→ Задания
a) Перечислите все мероприятия, которые оркестр рекламировал в отрывке о Джо Оливере и которые названы там конкретно.
b) Перепишите часть отрывка о Джо Оливере, начиная со слов «Кид знал, как» и далее вплоть до слов «прикурить эти парни!».
c) Пожалуйста, напишите продолжение отрывка о Джо Оливере, начиная сразу после его последнего предложения.

→ Исходный текст
_____

Кид знал, как Джо Оливер благоволит ко мне. Он также знал, что при всем своем величии Джо Оливер не сделает ничего такого, что могло бы унизить меня в глазах публики. Очень часто, когда наш оркестр выступал на улице, рекламируя званый вечер, пикник или какое-либо иное развлечение, наша платформа пересекала путь оркестра Ори — Оливера. В этих случаях Джо просил меня встать, чтобы убедиться, что это действительно я, и не начинал сражения. Узнав меня, он тоже вставал во весь рост на своей платформе, играл несколько коротких фраз и уезжал в другом направлении.

Однажды, когда мы рекламировали какой-то бал, мы столкнулись с Оливером и его оркестром. Я в этот день неважно себя чувствовал и забыл встать. Ну и дали нам прикурить эти парни!

Разумеется, когда мы обратились в бегство, Кид Ори проиграл нам этот свой отходный марш. Толпа обезумела. Мы чувствовали себя ужасно, но знали, что это честная игра и что никакой другой оркестр не смог бы положить нас на обе лопатки, и гордились тем, что уже такими юнцами мы соперничали с оркестром Ори.

Я увидел Джо Оливера вечером того же дня, когда он так жестоко с нами расправился.

—    Какого черта ты не встал? — накинулся он на меня, прежде чем я успел открыть рот.

—    Я сам виноват, папа Джо, обещаю, что больше этого не повторится.

Мы оба рассмеялись, и Джо поставил мне бутылку пива. Для меня это было почти то же самое, что получить лавровый венок. Джо был не из тех, кто угощает всех и каждого. Но для меня он готов был сделать все, что угодно, лишь бы это доставило мне удовольствие.

_____

→ Записи данных
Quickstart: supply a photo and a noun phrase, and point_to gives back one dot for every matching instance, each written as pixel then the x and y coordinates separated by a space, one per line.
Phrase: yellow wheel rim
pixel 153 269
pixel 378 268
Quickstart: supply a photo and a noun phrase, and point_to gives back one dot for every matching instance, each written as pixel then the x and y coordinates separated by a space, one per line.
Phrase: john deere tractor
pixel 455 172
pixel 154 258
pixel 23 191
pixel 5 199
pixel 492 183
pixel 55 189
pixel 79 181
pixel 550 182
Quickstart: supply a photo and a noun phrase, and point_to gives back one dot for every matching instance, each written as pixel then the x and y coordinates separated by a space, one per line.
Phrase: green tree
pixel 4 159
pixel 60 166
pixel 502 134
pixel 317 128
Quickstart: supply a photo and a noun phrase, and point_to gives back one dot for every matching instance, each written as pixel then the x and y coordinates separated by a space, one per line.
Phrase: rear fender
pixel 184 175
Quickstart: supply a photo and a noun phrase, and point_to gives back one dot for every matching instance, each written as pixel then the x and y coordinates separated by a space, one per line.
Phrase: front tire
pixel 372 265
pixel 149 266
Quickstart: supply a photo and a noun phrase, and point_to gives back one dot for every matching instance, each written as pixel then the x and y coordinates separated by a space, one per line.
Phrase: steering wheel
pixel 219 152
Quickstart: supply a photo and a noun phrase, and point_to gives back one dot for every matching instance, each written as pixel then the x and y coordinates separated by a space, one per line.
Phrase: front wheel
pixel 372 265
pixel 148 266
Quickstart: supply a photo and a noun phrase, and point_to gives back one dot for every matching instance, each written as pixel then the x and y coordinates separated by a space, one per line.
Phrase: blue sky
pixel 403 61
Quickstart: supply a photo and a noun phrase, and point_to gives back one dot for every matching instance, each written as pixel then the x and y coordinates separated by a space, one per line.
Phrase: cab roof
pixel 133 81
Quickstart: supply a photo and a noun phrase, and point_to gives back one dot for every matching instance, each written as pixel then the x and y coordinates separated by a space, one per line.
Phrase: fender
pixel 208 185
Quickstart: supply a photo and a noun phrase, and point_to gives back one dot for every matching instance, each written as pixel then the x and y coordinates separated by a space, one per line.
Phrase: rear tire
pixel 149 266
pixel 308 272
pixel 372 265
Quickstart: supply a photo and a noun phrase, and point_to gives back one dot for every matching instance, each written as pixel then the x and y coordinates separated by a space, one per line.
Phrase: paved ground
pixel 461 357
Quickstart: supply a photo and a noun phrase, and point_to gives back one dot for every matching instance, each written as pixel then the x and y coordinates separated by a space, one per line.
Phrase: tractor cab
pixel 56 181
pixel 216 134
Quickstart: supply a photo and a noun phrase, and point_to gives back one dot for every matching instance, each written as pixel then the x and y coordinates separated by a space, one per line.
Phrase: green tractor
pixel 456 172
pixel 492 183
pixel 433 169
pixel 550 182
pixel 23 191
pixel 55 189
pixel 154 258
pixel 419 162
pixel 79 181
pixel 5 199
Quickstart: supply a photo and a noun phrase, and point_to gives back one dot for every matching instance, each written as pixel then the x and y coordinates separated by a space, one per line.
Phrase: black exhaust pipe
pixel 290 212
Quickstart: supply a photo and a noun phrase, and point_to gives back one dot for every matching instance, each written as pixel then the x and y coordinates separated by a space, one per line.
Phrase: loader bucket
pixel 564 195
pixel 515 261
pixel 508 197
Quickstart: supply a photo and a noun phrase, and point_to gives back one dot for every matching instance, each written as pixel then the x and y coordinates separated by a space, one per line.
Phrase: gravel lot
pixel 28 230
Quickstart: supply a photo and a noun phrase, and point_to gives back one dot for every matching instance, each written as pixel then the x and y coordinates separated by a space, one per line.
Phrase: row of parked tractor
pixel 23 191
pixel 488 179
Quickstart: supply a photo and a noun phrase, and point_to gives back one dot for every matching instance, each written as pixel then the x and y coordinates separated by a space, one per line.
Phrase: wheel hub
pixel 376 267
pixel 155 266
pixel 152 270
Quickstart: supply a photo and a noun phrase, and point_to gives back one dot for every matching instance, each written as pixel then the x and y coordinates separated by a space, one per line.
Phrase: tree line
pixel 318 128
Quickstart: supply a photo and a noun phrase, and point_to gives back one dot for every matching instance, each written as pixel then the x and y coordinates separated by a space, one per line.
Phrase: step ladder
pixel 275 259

_____

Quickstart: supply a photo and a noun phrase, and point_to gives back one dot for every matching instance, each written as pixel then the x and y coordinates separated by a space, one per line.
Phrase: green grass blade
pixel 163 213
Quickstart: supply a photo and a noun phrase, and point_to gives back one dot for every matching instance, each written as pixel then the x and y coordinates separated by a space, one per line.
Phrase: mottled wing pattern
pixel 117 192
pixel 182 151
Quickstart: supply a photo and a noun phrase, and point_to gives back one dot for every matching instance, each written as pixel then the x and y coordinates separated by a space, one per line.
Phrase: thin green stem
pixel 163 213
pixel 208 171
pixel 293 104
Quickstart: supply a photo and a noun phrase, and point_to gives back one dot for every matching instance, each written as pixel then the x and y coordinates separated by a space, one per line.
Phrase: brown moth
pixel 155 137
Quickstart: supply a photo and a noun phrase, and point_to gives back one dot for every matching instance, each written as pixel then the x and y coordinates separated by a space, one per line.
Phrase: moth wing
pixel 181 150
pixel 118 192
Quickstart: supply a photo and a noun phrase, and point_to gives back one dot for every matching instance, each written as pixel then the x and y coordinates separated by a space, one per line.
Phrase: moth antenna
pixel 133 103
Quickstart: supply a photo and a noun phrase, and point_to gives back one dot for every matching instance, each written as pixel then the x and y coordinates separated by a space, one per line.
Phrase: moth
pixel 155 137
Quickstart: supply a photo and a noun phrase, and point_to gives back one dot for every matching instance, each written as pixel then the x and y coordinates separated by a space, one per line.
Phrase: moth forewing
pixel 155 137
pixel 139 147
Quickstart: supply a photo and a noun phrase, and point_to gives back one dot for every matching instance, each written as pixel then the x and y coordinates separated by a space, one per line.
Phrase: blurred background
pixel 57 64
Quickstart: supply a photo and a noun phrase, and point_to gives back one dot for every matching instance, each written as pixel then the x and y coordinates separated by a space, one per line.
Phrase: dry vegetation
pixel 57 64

_____

→ Ответы
a) Званый вечер, пикник, бал.

b)
Кид знал, как Джо Оливер благоволит ко мне. Он также знал, что при всем своем величии Джо Оливер не сделает ничего такого, что могло бы унизить меня в глазах публики. Очень часто, когда наш оркестр выступал на улице, рекламируя званый вечер, пикник или какое-либо иное развлечение, наша платформа пересекала путь оркестра Ори — Оливера. В этих случаях Джо просил меня встать, чтобы убедиться, что это действительно я, и не начинал сражения. Узнав меня, он тоже вставал во весь рост на своей платформе, играл несколько коротких фраз и уезжал в другом направлении.

Однажды, когда мы рекламировали какой-то бал, мы столкнулись с Оливером и его оркестром. Я в этот день неважно себя чувствовал и забыл встать. Ну и дали нам прикурить эти парни!

c)
В это время я не знал других великих музыкантов, таких, как Джелли Ролл Мортон, Федди Кепрард, Джимми Поулоу, Бэб Фрэнк, Билл Джонсон, Шугар Джонни, Тони Джексон, Джордж Филдс и Эдди Эткинс. Все они покинули Нью-Орлеан задолго до того, как военно-морское ведомство и закон закрыли район красных фонарей. Конечно, я встречал большинство из них в дальнейшем, но папа Джо Оливер (благослови, господь, его душу) был для меня своим человеком. Я часто выполнял поручения Стэллы Оливер, его жены, и Джо давал мне за это уроки музыки. Большего нельзя было и желать. Пределом моих честолюбивых грез было желание играть так, как играл папа Джо. Я даже думал, что джаз не был бы таким, какой он есть сейчас, не будь на свете Джо Оливера. Мы по праву должны считать его настоящим создателем этого жанра.

Миссис Оливер также была очень мила со мной и относилась ко мне, как к собственному сыну. У нее была маленькая девочка от первого брака по имени Руби. Я знал ее еще младенцем, а сейчас она замужем и у нее дочь, которая тоже вот-вот выйдет замуж.

Едва ли не самым приятным из всего, что Джо Оливер сделал для меня в пору моей юности, был один его подарок: старый-престарый корнетна котором папа Джо играл много-много лет. Я горжусь этим корнетом и бережно храню его всю жизнь. Я играл на нем очень-очень долго, прежде чем судьба позволила мне сменить его на другой.

Корнеты были тогда намного дешевле, но новые они стоили все же около шестидесяти пяти долларов. Нужно было быть богатым музыкантом, чтобы купить инструмент за такую цену. Я помню, как сияли лица таких превоклассных музыкантов, как Кид Ори, Зу Фрэнч, Джо Петит и многих других, с которыми мне приходилось играть, когда они добывали себе новый инструмент. Можно было подумать, что они получили в подарок новенький кадиллак последней марки.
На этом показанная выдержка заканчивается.